▸ Your tasks:
• 1. From the nimbleEcology passage, list every argument name declared in the run function of dHMMweighted.
• 2. Answer the following from the nimbleEcology passage:
(a) What does the vector mult contain?
(b) Which nimbleEcology function was modified to produce dHMMweighted?
(c) What default value is assigned to checkRowSums?
• 3. Reproduce the portion of the nimbleEcology passage between "Marginalization and weighted" and "default = 0))", inclusive.

▸ Text passage:

•••

Marginalization and weighted likelihood with nimbleEcology

In this section, we’re gonna use nimble functions to express the likelihood using pooled encounter histories. We use a vector mult that contains the number of individuals with a particular encounter history. We hacked the dHMM nimbleEcology function below.

dHMMweighted <- nimbleFunction(
  run = function (x = double(1), 
                  init = double(1), 
                  probObs = double(2),
                  probTrans = double(2), 
                  len = double(0),
                  mult = double(0), # NEWLY ADDED: argument stating number of occurrences 
                                    # of same encounter history in entire dataset 
                  checkRowSums = integer(0, default = 0),  
                  log = integer(0, default = 0))

•••

(Source records)

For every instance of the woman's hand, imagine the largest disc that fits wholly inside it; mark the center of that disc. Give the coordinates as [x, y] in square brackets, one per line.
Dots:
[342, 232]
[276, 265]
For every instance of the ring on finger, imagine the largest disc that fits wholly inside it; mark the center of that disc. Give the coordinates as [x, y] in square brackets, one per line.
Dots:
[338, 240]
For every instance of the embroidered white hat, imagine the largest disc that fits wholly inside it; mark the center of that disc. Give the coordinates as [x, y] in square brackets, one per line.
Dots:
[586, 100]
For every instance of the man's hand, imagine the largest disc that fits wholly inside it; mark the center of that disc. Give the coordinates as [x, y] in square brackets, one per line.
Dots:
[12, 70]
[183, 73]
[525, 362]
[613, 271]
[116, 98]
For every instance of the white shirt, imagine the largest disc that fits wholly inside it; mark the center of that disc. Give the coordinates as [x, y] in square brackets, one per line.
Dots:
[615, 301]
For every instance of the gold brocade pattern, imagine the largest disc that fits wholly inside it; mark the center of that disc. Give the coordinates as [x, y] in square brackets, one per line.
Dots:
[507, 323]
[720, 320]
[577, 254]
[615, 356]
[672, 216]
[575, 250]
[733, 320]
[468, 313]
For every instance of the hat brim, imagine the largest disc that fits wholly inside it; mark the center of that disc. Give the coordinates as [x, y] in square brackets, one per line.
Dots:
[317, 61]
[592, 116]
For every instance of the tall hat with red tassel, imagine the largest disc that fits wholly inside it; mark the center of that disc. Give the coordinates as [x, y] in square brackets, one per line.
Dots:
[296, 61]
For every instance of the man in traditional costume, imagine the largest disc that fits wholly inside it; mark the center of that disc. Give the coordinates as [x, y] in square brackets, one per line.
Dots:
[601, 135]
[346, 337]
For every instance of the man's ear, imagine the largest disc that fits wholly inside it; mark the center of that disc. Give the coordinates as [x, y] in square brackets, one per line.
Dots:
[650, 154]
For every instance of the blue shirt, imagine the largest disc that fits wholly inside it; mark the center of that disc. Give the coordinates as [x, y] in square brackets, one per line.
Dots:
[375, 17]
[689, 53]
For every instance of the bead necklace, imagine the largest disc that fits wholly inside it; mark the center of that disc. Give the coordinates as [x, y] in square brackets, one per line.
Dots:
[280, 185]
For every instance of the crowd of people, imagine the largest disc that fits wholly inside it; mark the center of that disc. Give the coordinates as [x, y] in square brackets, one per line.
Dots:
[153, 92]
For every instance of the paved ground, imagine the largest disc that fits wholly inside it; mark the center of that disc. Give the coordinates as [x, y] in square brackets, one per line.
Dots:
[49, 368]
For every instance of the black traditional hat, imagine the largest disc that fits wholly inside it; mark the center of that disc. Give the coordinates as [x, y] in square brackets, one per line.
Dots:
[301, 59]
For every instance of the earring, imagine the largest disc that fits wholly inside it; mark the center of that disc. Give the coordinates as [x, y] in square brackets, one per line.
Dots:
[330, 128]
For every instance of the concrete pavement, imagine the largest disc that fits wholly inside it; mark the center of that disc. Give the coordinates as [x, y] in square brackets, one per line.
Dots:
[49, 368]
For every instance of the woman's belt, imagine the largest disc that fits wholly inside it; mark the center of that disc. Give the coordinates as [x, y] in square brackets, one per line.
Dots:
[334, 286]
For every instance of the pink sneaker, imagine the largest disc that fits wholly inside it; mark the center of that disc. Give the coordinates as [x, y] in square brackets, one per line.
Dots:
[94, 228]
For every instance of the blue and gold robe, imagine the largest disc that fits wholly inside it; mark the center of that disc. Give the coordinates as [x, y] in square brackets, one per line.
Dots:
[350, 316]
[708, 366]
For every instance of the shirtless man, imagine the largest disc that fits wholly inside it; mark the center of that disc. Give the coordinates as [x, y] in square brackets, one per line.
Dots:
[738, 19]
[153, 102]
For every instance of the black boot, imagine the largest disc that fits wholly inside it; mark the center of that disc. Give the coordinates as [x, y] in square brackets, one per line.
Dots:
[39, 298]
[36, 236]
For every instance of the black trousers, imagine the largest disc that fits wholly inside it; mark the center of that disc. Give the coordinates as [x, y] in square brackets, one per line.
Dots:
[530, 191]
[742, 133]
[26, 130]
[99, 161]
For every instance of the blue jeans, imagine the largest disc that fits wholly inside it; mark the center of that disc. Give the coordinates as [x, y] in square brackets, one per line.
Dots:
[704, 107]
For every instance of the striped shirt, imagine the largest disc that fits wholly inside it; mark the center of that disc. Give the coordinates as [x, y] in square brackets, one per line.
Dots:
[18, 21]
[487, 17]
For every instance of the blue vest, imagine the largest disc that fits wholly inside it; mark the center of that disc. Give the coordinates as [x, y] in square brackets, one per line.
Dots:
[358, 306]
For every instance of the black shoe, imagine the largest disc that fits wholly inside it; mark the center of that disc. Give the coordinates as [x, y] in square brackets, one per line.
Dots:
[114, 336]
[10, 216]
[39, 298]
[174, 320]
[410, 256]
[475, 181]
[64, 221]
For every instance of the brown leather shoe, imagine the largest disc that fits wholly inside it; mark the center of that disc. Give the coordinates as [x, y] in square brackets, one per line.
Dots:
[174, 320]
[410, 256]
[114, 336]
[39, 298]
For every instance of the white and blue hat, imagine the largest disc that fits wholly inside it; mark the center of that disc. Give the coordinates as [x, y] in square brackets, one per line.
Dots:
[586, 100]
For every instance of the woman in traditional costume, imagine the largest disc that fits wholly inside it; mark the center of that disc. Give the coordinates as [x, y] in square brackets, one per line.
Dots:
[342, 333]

•••

▸ Exercise answers:
• 1.
x
init
probObs
probTrans
len
mult
checkRowSums
log

• 2.
(a) The number of individuals with a particular encounter history.
(b) dHMM.
(c) 0.

• 3.
Marginalization and weighted likelihood with nimbleEcology

In this section, we’re gonna use nimble functions to express the likelihood using pooled encounter histories. We use a vector mult that contains the number of individuals with a particular encounter history. We hacked the dHMM nimbleEcology function below.

dHMMweighted <- nimbleFunction(
  run = function (x = double(1), 
                  init = double(1), 
                  probObs = double(2),
                  probTrans = double(2), 
                  len = double(0),
                  mult = double(0), # NEWLY ADDED: argument stating number of occurrences 
                                    # of same encounter history in entire dataset 
                  checkRowSums = integer(0, default = 0),  
                  log = integer(0, default = 0))